§ **Written tasks**
**A)** List the three possible results of a film's release that Dominik describes in the Warner Bros. passage, noting what each one involves.
**B)** Duplicate everything in the Warner Bros. passage from "However, in the" down to "is becoming profitable.".
**C)** According to the Warner Bros. passage, why did Dominik consider the outcome a good result even though he knew the studio would dump the film?

§ **Source passage**
---+---

8. Warner Bros. fired Dominik multiple times, but in the end, the director is happy at the outcome.
“It gets very ugly towards the end. I fought very, very hard. I was threatened with lawsuits. They fired me, I can’t remember how many times they fired me. But I always managed to get back in there,” Dominik said when it came to the post-production of the film. He went on, “The thing about people in Hollywood is that they are very, very scared. If you don’t blink, they will. For me, it means everything. It’s my film and I put everything into it. For a studio, financial disasters happen every weekend. Movies tank all the time. Everybody knew this movie was going to tank as soon as they saw it. There’s nothing you could fucking do about it. They are angry about that. They feel like they’ve been misled.”
However, in the end, he was happy. “At the time, I was so relieved that they hadn’t just butchered my film out of all recognition,” Dominik recalled, “I knew they were going to dump it but at least it was the film. It was going to be the film. I would rather have my film released in one theater than what they were threatening to do, which was release some dogshit cut in 3,000 screens. So it was a good result. The good result is to release the movie that you made. The best result would be to release the movie that you make and everybody stands up and applauds. But the worst result is that they release the movie that has nothing to do with the film that you made and that never works. It never works.”
9. Although Jesse James was a box office dud, Dominik believes the film is becoming profitable.

---+---

§ **Record excerpts**
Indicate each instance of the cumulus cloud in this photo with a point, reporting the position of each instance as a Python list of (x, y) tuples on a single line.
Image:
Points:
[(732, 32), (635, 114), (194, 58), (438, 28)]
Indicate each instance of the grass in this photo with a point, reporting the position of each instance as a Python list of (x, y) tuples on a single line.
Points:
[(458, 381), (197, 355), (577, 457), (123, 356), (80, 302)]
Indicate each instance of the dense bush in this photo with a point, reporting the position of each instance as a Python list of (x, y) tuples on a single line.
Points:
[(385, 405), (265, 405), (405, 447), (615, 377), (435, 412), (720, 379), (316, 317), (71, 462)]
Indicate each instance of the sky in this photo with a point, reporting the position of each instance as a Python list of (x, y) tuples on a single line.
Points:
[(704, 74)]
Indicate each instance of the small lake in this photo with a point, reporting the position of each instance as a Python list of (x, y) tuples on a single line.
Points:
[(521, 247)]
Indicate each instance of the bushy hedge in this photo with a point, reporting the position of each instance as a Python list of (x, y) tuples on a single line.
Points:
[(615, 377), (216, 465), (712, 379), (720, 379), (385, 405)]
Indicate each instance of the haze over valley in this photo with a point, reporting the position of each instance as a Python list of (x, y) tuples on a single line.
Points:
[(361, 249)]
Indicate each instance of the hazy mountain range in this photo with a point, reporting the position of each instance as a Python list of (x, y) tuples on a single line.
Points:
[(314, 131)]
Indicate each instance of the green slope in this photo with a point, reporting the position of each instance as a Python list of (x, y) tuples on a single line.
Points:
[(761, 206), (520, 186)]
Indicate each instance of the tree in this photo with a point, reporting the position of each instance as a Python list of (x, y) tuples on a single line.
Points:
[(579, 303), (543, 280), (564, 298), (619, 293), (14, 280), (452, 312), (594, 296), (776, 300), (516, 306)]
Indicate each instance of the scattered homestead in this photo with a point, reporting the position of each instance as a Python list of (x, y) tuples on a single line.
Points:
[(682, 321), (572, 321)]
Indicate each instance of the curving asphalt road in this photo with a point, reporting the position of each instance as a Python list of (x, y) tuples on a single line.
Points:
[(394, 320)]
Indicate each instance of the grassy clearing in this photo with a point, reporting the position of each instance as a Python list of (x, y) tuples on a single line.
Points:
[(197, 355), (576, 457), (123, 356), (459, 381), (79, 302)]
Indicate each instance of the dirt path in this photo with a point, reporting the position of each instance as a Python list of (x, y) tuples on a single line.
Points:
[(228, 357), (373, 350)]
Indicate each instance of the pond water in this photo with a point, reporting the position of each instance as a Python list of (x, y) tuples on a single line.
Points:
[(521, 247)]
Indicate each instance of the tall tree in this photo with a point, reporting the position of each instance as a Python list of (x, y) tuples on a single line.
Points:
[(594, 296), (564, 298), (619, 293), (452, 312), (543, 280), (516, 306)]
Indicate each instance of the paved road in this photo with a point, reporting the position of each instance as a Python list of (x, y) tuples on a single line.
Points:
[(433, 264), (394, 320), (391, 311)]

---+---

§ **The answers**
**A)**
- Good result: releasing the movie that you made.
- Best result: releasing the movie that you make, with everybody standing up and applauding.
- Worst result: the studio releasing a movie that has nothing to do with the film you made, which never works.

**B)**
However, in the end, he was happy. “At the time, I was so relieved that they hadn’t just butchered my film out of all recognition,” Dominik recalled, “I knew they were going to dump it but at least it was the film. It was going to be the film. I would rather have my film released in one theater than what they were threatening to do, which was release some dogshit cut in 3,000 screens. So it was a good result. The good result is to release the movie that you made. The best result would be to release the movie that you make and everybody stands up and applauds. But the worst result is that they release the movie that has nothing to do with the film that you made and that never works. It never works.”
9. Although Jesse James was a box office dud, Dominik believes the film is becoming profitable.

**C)** He was relieved that the studio had not butchered his film beyond recognition, so what got released was still his film. He would rather have his film in one theater than have the studio release "some dogshit cut in 3,000 screens," as it had threatened to do.